Re: Pig vs Bulk Load record count

Ravi Kiran Mon, 02 Feb 2015 17:44:11 -0800

Thanks Ralph. I will try to reproduce this on my end with a sample data set
and get back to you.


Regards
Ravi

On Mon, Feb 2, 2015 at 5:27 PM, Perko, Ralph J <ralph.pe...@pnnl.gov> wrote:

>  Ravi,
>
> The create statement is attached.  You will see some additional fields I
> excluded from the first email.
>
>  Thanks!
> Ralph
>
>  ------------------------------
> *From:* Ravi Kiran [maghamraviki...@gmail.com]
> *Sent:* Monday, February 02, 2015 5:03 PM
> *To:* user@phoenix.apache.org
>
> *Subject:* Re: Pig vs Bulk Load record count
>
>   Hi Ralph,
>
>     Is it possible to share the CREATE TABLE command as I would like to
> reproduce the error on my side with a sample dataset with the specific data
> types of yours.
>
>  Regards
> Ravi
>
> On Mon, Feb 2, 2015 at 1:29 PM, Perko, Ralph J <ralph.pe...@pnnl.gov>
> wrote:
>
>>  Ravi,
>>
>>  Thanks for the help - I am sorry I am not finding the upsert
>> statement.  Attache are the logs and output.  I specify the columns because
>> I get errors if I do not.
>>
>>  I ran a test on 10K records.  Pig states it processed 10K records.
>> Select count() says 9030.  I analyzed the 10k data in excel and there are
>> no duplicates
>>
>>  Thanks!

DATA >>
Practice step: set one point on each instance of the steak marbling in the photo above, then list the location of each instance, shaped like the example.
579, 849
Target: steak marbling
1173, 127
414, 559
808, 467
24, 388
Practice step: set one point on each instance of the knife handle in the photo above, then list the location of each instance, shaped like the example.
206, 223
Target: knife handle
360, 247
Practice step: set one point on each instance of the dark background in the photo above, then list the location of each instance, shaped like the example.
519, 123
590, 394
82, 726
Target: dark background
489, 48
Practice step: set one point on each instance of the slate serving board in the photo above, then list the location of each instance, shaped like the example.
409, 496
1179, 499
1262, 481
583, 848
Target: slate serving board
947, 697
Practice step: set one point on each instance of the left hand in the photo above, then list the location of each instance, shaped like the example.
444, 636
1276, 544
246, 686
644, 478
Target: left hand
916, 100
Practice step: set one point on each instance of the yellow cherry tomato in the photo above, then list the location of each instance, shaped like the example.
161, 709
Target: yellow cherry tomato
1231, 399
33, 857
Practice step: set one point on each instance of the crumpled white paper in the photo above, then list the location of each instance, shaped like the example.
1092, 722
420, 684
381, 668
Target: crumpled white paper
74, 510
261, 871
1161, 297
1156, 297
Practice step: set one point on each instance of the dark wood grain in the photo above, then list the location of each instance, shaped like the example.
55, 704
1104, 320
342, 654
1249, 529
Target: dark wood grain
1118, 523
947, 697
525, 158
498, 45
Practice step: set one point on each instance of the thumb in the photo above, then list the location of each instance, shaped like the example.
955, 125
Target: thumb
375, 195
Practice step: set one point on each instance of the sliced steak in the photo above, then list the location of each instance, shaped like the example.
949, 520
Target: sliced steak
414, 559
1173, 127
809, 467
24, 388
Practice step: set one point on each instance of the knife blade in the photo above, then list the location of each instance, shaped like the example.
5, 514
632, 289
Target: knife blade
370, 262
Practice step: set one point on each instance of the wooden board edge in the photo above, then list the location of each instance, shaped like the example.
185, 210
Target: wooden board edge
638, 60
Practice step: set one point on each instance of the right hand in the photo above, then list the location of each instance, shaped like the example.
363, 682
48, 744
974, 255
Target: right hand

EXERCISE BRIEF >> List every time of day the email thread gives for when a message was sent or written. The rows do not figure in this exercise.

RESULT OF THE EXERCISE >> 17:44:11, 5:27 PM, 5:03 PM, 1:29 PM